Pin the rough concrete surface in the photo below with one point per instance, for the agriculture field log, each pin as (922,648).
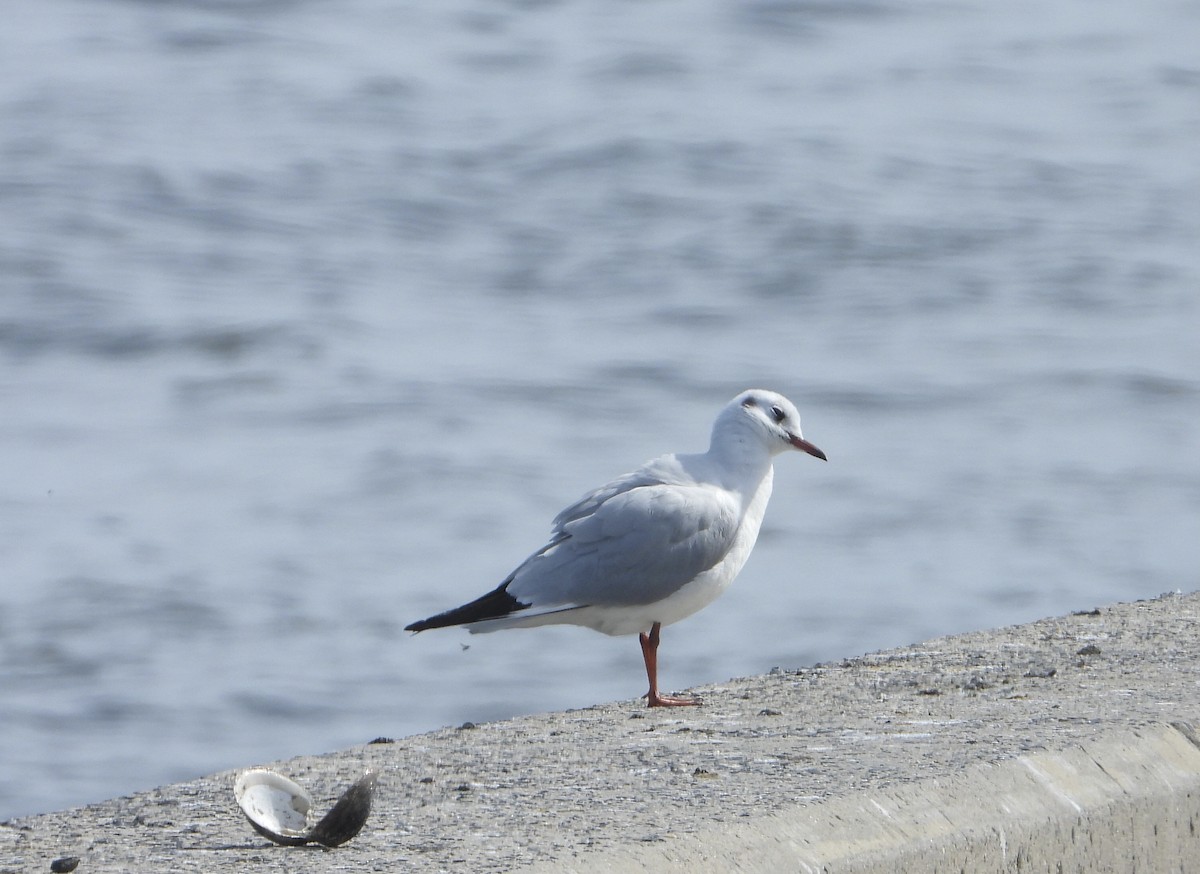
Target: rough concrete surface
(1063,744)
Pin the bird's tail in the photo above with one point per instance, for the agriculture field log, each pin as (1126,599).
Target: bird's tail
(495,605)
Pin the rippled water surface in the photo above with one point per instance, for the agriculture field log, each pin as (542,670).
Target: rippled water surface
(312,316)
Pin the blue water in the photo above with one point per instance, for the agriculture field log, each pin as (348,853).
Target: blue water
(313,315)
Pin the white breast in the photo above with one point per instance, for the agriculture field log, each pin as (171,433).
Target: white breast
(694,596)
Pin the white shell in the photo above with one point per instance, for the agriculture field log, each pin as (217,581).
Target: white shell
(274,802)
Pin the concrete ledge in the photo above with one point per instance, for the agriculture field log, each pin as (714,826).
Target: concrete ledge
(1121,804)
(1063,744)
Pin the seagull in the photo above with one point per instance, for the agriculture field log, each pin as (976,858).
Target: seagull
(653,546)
....
What the exercise asks:
Filter the entries and copy out every line with the word "above".

Output for this task:
Pin the bird's tail in the photo above with one point per instance, for the agriculture field log, each pin as (1126,599).
Pin the rippled water surface in the photo above with one point per instance, for the agriculture field log, each pin as (542,670).
Pin the blue water in the photo above with one point per instance, for the agriculture field log, each pin as (348,853).
Pin the white breast in the photo above with one point per instance, for the agriculture field log, each pin as (171,433).
Pin the white shell in the photo above with one point per instance, for the agriculture field log, each pin as (217,581).
Pin the concrete ledge in the photo above with one point per instance, for the agriculture field log, each pin as (714,826).
Pin the seagull in the photo above with one point per instance, for the agriculture field log, each pin as (976,858).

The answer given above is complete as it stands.